* _DOCUMENT SEGMENT_
=-=-=-=-=

Since August 2011, 89,000 children in Pennsylvania have lost their Medicaid coverage, including many with life-threatening illnesses who were mistakenly deemed ineligible. The state currently hasn’t a clue whether many of these children have any healthcare coverage at all.
How did this happen?
In late summer, the Pennsylvania Department of Welfare (DPW) began notifying hundreds of thousands of families by mail that they had ten days to provide necessary documentation in order to keep their children enrolled in Medicaid. If the family missed the deadline—or even if they met it but DPW failed to process the paperwork within the ten days—they were dropped from Medicaid.
Federal law indeed requires that families prove their Medicaid eligibility annually. Pennsylvania requires verification every six months. During the previous administration, under Democratic Governor Ed Rendell, caseloads grew as a result of the recession, while county assistance offices were shorthanded due to budget cuts. Caseworkers simply couldn’t keep pace with the workload and there was a backlog of renewal applications.

=-=-=-=-=

* _INSTRUCTIONS TO FOLLOW_
Continue the text about Pennsylvania children losing Medicaid coverage from the point where it stops. The data that follows has nothing to do with this.

=-=-=-=-=

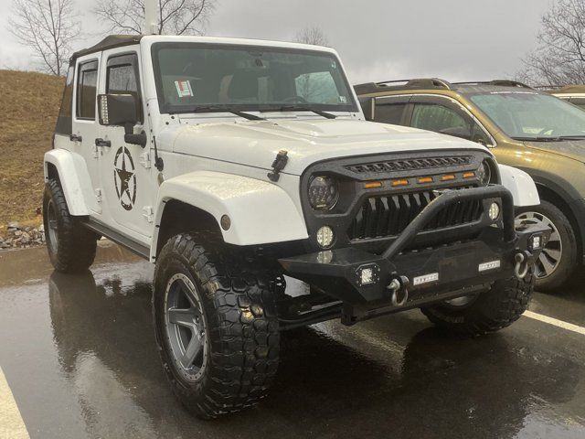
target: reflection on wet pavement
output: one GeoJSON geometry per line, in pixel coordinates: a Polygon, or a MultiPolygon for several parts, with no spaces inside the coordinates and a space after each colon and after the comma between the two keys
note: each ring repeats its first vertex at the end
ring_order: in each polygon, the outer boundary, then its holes
{"type": "Polygon", "coordinates": [[[0,365],[31,437],[585,437],[585,337],[523,318],[454,338],[417,311],[285,333],[271,396],[201,422],[161,370],[149,264],[107,246],[66,276],[36,257],[33,274],[0,259],[0,365]]]}

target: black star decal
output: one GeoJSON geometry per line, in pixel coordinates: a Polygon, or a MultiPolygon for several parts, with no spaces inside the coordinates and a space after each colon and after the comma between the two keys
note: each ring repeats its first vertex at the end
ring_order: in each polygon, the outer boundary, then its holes
{"type": "Polygon", "coordinates": [[[133,197],[130,194],[130,187],[128,186],[128,182],[130,178],[134,175],[133,172],[126,170],[126,155],[123,154],[122,156],[122,169],[116,168],[116,173],[118,174],[118,177],[120,178],[120,198],[126,194],[128,196],[128,199],[130,200],[130,204],[133,202],[133,197]]]}

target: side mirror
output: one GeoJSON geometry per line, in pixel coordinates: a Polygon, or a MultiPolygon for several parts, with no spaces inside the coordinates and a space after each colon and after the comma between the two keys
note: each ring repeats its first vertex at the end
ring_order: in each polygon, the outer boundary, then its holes
{"type": "Polygon", "coordinates": [[[136,98],[132,94],[100,94],[98,111],[100,124],[106,126],[123,126],[124,141],[127,144],[146,146],[146,134],[143,131],[134,134],[133,128],[140,122],[136,112],[136,98]]]}
{"type": "Polygon", "coordinates": [[[138,123],[136,98],[132,94],[101,94],[98,96],[100,124],[126,126],[138,123]]]}
{"type": "Polygon", "coordinates": [[[367,121],[373,121],[375,117],[376,99],[374,98],[359,98],[359,104],[364,112],[367,121]]]}

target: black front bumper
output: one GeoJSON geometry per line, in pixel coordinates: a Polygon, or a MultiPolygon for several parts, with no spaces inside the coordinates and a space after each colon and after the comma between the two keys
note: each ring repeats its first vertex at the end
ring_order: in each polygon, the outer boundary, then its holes
{"type": "MultiPolygon", "coordinates": [[[[486,210],[487,211],[487,210],[486,210]]],[[[502,186],[447,191],[420,212],[380,255],[353,247],[281,259],[287,273],[350,305],[407,309],[452,296],[473,294],[478,287],[515,275],[516,257],[525,263],[538,257],[532,238],[542,248],[550,230],[537,226],[516,229],[511,193],[502,186]],[[468,241],[405,252],[426,224],[445,206],[469,199],[501,200],[501,220],[468,241]],[[366,272],[366,273],[365,273],[366,272]],[[408,301],[391,304],[391,283],[408,289],[408,301]]]]}

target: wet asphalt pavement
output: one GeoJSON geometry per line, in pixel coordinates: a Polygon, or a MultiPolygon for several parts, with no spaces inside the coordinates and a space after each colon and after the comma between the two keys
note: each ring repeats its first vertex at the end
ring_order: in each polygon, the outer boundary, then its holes
{"type": "MultiPolygon", "coordinates": [[[[585,335],[522,317],[456,338],[418,311],[285,333],[271,395],[199,421],[161,369],[151,277],[108,242],[77,276],[42,248],[0,253],[0,367],[30,437],[585,437],[585,335]]],[[[531,310],[585,327],[582,284],[531,310]]]]}

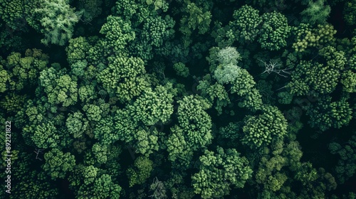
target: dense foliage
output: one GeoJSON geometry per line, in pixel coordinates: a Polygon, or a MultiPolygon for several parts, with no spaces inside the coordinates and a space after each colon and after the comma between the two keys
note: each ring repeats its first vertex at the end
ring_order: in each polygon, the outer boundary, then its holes
{"type": "Polygon", "coordinates": [[[355,198],[355,0],[0,0],[0,198],[355,198]]]}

=-=-=-=-=

* _SOLVED PROBLEM_
Enter Republican Governor Tom Corbett and his anti-spending, anti-government secretary of public welfare, Gary Alexander. They decided to plow ahead with their new approach to eligibility verification: ten days to receive and process the overdue renewals, and an assumption of ineligibility if the applications weren’t reviewed during that time period.
Predictably, the offices couldn’t keep up with the new deluge of mail. It doesn’t seem a stretch to suggest that a Republican administration—hostile to Medicaid—had identified a weakness in the system, exploited it, so that it could reduce spending while bolstering its claim that the system is broken.
Who are some of the victims wronged by the Corbett-Alexander approach to children’s health? A 5-year-old with leukemia; a 2-year-old with a congenital heart disorder; a severely disabled 12-year-old who requires home healthcare; 9-year-old twins, one with autism, the other with a hearing impairment; a 1-year-old with cerebral palsy.
Imagine, a parent of a toddler battling cancer, and suddenly a need to—as one advocate put it—“engage in a Kafkaesque process of getting your kid back on Medicaid.”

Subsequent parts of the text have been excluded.